WRITTEN REQUEST ▸
Leave out the images and repeat the listing below without a single change.

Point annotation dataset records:
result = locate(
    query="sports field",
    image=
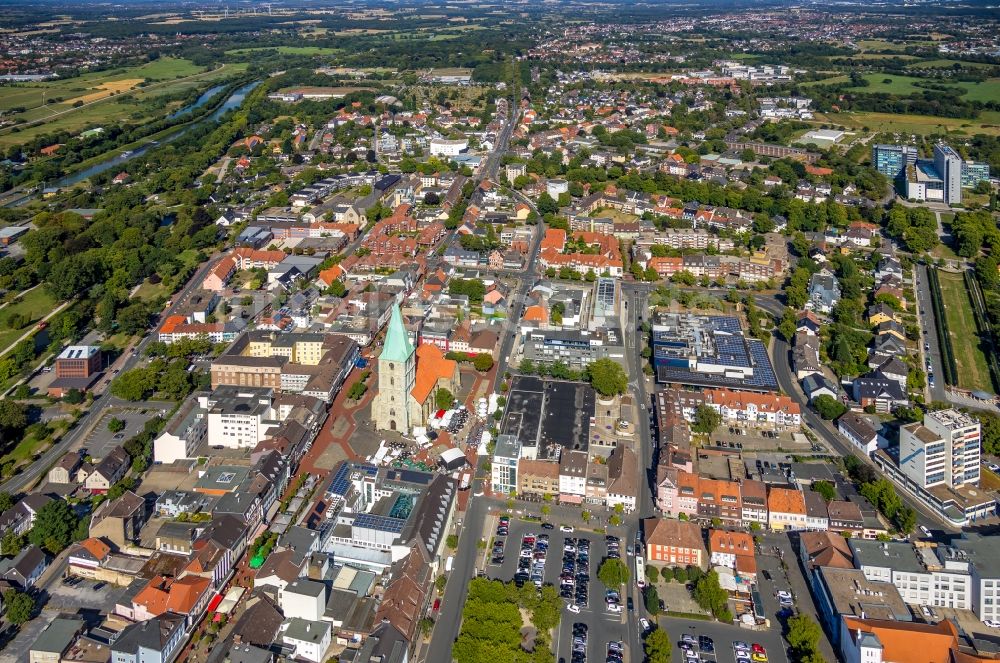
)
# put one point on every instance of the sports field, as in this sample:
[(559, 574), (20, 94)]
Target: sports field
[(31, 308), (988, 122), (973, 371), (984, 91)]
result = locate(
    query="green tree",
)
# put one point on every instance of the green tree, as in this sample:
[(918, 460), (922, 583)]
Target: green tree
[(11, 544), (828, 407), (803, 639), (135, 385), (706, 419), (652, 599), (13, 416), (658, 647), (607, 377), (483, 362), (54, 526), (652, 573), (20, 606), (708, 593), (613, 573), (443, 398)]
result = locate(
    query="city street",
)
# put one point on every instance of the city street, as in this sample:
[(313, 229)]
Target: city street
[(786, 381)]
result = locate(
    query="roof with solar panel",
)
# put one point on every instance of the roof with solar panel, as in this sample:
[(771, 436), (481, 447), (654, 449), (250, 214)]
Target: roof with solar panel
[(710, 351)]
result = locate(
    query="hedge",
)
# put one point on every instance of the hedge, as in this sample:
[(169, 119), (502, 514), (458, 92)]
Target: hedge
[(941, 326)]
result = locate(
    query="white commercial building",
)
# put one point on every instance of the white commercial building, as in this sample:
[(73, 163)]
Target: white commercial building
[(310, 638), (303, 598), (182, 435), (442, 147)]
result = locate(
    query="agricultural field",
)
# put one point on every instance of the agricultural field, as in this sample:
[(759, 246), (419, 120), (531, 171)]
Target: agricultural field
[(286, 50), (973, 371), (988, 122), (943, 64), (142, 103), (901, 85)]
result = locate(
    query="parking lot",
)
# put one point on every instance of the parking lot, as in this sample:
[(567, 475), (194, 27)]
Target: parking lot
[(100, 441), (75, 593), (723, 637), (754, 439), (602, 626)]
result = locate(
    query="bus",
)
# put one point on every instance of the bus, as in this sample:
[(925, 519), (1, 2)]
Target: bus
[(640, 572)]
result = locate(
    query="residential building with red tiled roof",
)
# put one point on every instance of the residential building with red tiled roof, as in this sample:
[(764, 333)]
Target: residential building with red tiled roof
[(786, 508), (219, 275), (329, 275), (825, 549), (555, 238), (188, 595), (673, 542), (734, 550), (890, 640)]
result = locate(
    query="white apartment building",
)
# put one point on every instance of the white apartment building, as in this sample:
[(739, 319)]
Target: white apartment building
[(941, 577), (572, 476), (943, 450), (504, 467), (238, 417)]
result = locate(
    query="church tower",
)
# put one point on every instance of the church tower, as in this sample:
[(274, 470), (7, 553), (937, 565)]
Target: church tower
[(397, 367)]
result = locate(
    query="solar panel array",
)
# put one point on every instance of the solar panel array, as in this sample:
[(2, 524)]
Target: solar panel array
[(381, 523), (728, 347), (341, 481)]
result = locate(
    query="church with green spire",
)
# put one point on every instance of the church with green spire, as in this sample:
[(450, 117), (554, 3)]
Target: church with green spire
[(408, 379)]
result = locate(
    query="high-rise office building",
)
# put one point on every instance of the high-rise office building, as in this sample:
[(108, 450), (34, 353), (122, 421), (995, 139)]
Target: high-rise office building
[(943, 450), (892, 160), (974, 172), (948, 164)]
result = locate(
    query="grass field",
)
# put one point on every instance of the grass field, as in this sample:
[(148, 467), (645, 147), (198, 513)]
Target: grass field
[(943, 64), (985, 91), (987, 123), (988, 90), (31, 95), (287, 50), (973, 371), (142, 100), (902, 85), (879, 45), (34, 306)]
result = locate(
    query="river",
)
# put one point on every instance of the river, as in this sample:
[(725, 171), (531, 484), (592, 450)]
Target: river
[(201, 101), (234, 101)]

RESPONSE ▸
result = locate(
    query="sports field",
    image=
)
# put one point on every instance of the sports field, as in this sample:
[(559, 574), (20, 94)]
Target: sports field
[(31, 308), (988, 122), (973, 371), (984, 91)]
result = locate(
    query="green tree",
)
# put one point on every instance of the green tree, as in this sample:
[(918, 460), (922, 583)]
Target: green tree
[(11, 544), (828, 407), (803, 639), (135, 385), (706, 419), (652, 599), (13, 416), (658, 647), (607, 377), (483, 362), (54, 526), (652, 573), (20, 606), (708, 593), (613, 573), (443, 398)]
result = locate(
    query="city street",
)
# put one point on every instance of the city street, as in this sample:
[(313, 229)]
Target: city street
[(786, 381)]
result = locate(
    query="roof with solar panel",
)
# put one point on every instance of the roof with solar panel, as in this sample:
[(771, 436), (481, 447), (654, 449), (250, 214)]
Target: roof with solar panel
[(710, 351)]
result = locate(
    query="hedge",
)
# put one point on every instance of the hedge, as in this sample:
[(169, 119), (502, 514), (458, 92)]
Target: hedge
[(941, 326)]
result = locate(
    query="white commercial building",
)
# put one point on every instance of the white commercial building, as in this sample:
[(73, 163)]
Target: white commercial building
[(310, 638), (303, 598), (182, 435), (442, 147)]
result = locate(
    query="agricultural field",
)
# put one point on every instance of the agricultural field, as in this sample:
[(759, 246), (419, 120), (531, 171)]
Target: agricultural field
[(286, 50), (973, 371), (988, 122), (943, 64), (142, 103), (901, 85)]
result = locate(
    query="parking lot",
)
# put one point on every instance of the parking lot, as in this sample:
[(567, 475), (194, 27)]
Target: parking lot
[(100, 441), (75, 593), (723, 637), (754, 439), (602, 626)]
result = locate(
    query="bus",
)
# put one point on every instance of the bus, as in this sample:
[(925, 519), (1, 2)]
Target: bus
[(640, 572)]
result = locate(
    query="residential building with red tiled roof",
)
# put one point on every instance of the residential building with red tiled roof, as in this sample:
[(764, 333)]
Target: residential building with red tiled roof
[(786, 508), (219, 275), (329, 275), (825, 549), (555, 238), (188, 595), (673, 542), (734, 550), (890, 640)]
result = locate(
    query="white apartment building",
)
# put one point on every instance of the white apartment building, as in this sample:
[(739, 319)]
Target: white apartment building
[(941, 577), (572, 476), (943, 450), (504, 467), (238, 417)]
result = locate(
    query="church tower",
)
# put one point on every instance of the church tower, as in this sample:
[(274, 470), (7, 553), (937, 565)]
Target: church tower
[(397, 367)]
result = locate(
    query="solar panel array",
)
# put one point on every instance of the solar panel array, as in this sample:
[(2, 524)]
Target: solar panel array
[(381, 523), (728, 347), (341, 481)]
result = locate(
    query="church with green spire",
)
# put one point on every instance of the church with green spire, as in this sample:
[(450, 117), (554, 3)]
Target: church with green spire
[(408, 379)]
result = locate(
    query="high-rise office building",
)
# put one point on every instance of the high-rise office building, as in this sample:
[(108, 450), (34, 353), (122, 421), (995, 139)]
Target: high-rise office building
[(943, 450), (892, 160), (974, 172), (948, 164)]
result = locate(
    query="grass field",
)
# put one point on every instance of the grass field, as in this sample:
[(148, 467), (645, 147), (198, 513)]
Target: grass field
[(943, 64), (985, 91), (987, 123), (988, 90), (31, 95), (287, 50), (973, 371), (142, 100), (902, 85), (879, 45), (34, 306)]
result = locate(
    query="river",
)
# put one point on every instance of the river, as in this sample:
[(725, 171), (531, 484), (592, 450)]
Target: river
[(201, 101), (234, 101)]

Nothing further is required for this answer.